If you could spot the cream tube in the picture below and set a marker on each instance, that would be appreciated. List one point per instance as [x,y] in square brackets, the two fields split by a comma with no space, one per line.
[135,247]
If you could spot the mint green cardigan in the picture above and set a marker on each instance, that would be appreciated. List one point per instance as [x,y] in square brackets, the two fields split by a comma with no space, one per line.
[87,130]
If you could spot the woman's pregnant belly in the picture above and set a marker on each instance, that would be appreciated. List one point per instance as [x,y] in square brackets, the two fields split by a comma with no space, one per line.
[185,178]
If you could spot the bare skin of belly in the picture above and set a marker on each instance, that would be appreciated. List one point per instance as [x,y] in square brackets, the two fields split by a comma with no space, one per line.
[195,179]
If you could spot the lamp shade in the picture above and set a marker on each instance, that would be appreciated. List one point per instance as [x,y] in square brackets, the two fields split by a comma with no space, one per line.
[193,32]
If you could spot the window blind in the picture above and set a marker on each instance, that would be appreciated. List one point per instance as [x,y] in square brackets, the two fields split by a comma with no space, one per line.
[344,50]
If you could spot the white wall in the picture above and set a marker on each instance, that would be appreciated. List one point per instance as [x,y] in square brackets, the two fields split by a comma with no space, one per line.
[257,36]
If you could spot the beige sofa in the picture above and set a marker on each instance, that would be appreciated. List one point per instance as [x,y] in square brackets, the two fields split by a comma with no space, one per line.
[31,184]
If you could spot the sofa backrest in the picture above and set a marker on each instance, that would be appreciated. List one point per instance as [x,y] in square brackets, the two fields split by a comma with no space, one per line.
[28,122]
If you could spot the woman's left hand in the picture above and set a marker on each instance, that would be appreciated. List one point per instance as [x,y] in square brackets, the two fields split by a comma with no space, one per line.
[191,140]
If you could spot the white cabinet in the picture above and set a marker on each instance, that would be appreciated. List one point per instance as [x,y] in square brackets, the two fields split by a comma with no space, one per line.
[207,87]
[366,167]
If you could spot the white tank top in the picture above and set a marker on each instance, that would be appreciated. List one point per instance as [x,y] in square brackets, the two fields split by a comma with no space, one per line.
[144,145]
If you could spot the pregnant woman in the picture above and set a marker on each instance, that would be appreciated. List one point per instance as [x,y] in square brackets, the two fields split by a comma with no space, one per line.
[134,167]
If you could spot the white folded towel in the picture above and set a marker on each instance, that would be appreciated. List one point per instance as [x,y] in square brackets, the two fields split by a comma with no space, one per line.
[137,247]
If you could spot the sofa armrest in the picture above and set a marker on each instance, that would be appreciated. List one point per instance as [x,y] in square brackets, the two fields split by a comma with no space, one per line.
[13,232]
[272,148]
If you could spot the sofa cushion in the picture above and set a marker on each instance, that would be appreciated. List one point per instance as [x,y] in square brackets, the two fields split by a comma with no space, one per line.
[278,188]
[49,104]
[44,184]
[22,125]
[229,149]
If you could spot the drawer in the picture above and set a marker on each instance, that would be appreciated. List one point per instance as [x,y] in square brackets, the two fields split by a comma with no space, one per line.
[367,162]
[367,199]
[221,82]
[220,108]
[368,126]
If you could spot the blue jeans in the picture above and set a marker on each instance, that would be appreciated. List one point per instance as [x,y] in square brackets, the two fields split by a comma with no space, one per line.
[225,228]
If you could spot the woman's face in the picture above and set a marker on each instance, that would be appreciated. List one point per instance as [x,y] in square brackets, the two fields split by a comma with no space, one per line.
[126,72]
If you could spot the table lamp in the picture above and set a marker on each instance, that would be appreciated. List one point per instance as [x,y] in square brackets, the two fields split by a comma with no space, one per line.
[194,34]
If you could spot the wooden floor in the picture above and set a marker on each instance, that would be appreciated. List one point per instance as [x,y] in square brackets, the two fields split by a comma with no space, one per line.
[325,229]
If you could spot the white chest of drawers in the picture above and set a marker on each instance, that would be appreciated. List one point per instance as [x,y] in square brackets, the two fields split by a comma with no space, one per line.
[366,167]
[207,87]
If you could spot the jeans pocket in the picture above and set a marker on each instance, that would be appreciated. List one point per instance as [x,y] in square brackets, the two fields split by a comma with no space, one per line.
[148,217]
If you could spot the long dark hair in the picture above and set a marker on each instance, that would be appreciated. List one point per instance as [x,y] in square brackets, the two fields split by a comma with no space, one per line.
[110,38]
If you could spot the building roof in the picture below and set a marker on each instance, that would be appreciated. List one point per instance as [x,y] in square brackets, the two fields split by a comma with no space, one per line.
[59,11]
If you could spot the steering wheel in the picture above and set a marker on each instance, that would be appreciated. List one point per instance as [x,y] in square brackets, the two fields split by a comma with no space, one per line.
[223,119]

★ ★ ★ ★ ★ ★ ★

▸ Directions for this task
Whatever the number of entries above, each one is to be copied exactly.

▸ Result for this task
If you could spot the cream tube in the picture below and set a marker on each instance, that would be appreciated. List one point per instance as [x,y] in square brackets, the two fields split by a comma with no space, one per line.
[135,247]
If you could spot the mint green cardigan in the picture above and set a marker on each instance, that would be appreciated. List one point per instance as [x,y] in square brackets, the two fields split by a comma with no space, one per line.
[87,130]
If you could spot the woman's pregnant belly in the picture above and set a marker on each instance, that would be appreciated. List one point per instance as [x,y] in square brackets, the two fields split by a comma with no space, one per line.
[185,178]
If you could spot the bare skin of belly in the picture above and set a marker on each instance, that would be appreciated. List one point per instance as [x,y] in square brackets, the two fields split by a comma with no space, one per line.
[195,179]
If you could spot the lamp shade in the picture above and set a marker on each instance, that would be appreciated. List one point per instance as [x,y] in square brackets, the two fields split by a comma with no space, one per line.
[193,32]
If you could spot the window blind in the picture above and set a marker on each instance, that would be appreciated. List one point per instance as [x,y] in square brackets, the two fields split by a comma with no space, one per line.
[344,50]
If you could spot the white wall in the picture above and set a marker on each instance, that would be appreciated. List one point per instance as [x,y] in square brackets, the two fields split by a comma with no space, one per line.
[257,36]
If you could spot the beige sofa in the picture above and set a marker on each instance, that would be appreciated. List one point per instance as [x,y] in square brackets, the two fields split by a comma with no space, one per line.
[31,184]
If you could spot the sofa backrest in the picture above and set a marker on each instance, that would be appreciated. List one point per instance as [x,y] in square brackets, the two fields split by a comma with no space, one per line.
[28,122]
If you could spot the woman's left hand in the picture above and set a marker on each instance, that would be appreciated. List one point per instance as [x,y] in square brackets, the two fields split by a comma with no space, one per line.
[191,140]
If you could spot the white cabinet in the picture above and set a marker on each instance, that would be appreciated. List one point per instance as [x,y] in square brackets, the two fields split by a comma with no space, one per line.
[207,87]
[366,167]
If you could spot the white tank top in the picture above and set a marker on each instance, that would be appreciated. List one point per instance as [x,y] in square brackets, the two fields split by a comma with no space, one per line.
[144,145]
If you could spot the pregnant woman in the picture above and set a marker on each instance, that would be appreciated. List one point per instance as [x,y] in square brackets, the two fields split by a comma with no space, one per line.
[134,167]
If you could spot the white folded towel in the picture above and set a marker on each instance, that would be appreciated. List one point per instance as [x,y] in square brackets, the two fields split by a comma with no space, one per line.
[137,247]
If you could spot the sofa armrest in the picture above and set a marker on each instance, that would be appreciated. List one point per instance as [x,y] in square brackets, the two fields split by a comma with no space, one per line.
[13,232]
[272,148]
If you could spot the sofa cushion in the picture above and set a marker on each instance, that would be appreciated. List one point per instance as [x,y] in square brackets, the two fields split by a comma with no space, one per line.
[278,188]
[49,104]
[44,184]
[22,125]
[229,149]
If you could spot the drawer in the picture above and set a marker on each instance, that would be appreciated. List one point per instance as [x,y] in square brackets, the two fields split by a comma with no space, one per line.
[367,162]
[367,199]
[221,82]
[220,108]
[368,126]
If you could spot the blue jeans in the picture above and set a marker on each instance, that would be appreciated. List one point per instance as [x,y] in square brackets, the two fields split by a comma with no space, one per line.
[225,228]
If you could spot the woman's face in the picture above and set a marker on each instance, that would be appreciated. List one point per instance as [x,y] in square brackets, the two fields split by a comma with no space, one per line.
[126,72]
If you could spot the table lamp in the picture above and set a marker on each instance, that would be appreciated. List one point per instance as [x,y] in square brackets, the two fields split by a comma with no space, one per line.
[194,34]
If you could spot the wooden floor in the picture above and set a marker on each instance, that would be appreciated. List one point per instance as [x,y] in square brackets, the two fields split by a comma with no space, one per line.
[325,229]
If you could spot the white chest of drawers in the picture above and set a marker on each instance, that would be appreciated. List one point per instance as [x,y] in square brackets, the two fields split by a comma with no space, one per line.
[366,167]
[207,87]
If you could spot the jeans pocket in the picture above and set a marker on each instance, that would be appreciated. List one point per instance as [x,y] in square brackets, the two fields split by a comma with no space, one per line.
[148,217]
If you could spot the long dark hair in the picture above and set a marker on each instance, that would be appreciated. List one point per instance as [x,y] in square brackets, the two fields split by a comma with no space, one per line.
[110,38]
If you could spot the building roof in the picture below and set a marker on each instance, that would be appreciated. List one point per instance as [x,y] in square brackets, the two fields split by a comma with no space, one per line.
[59,11]
If you could spot the steering wheel in the picture above and set a marker on each instance, that would be appreciated. List one point per instance as [x,y] in square brackets, the two fields split by a comma with no space, one per line.
[223,119]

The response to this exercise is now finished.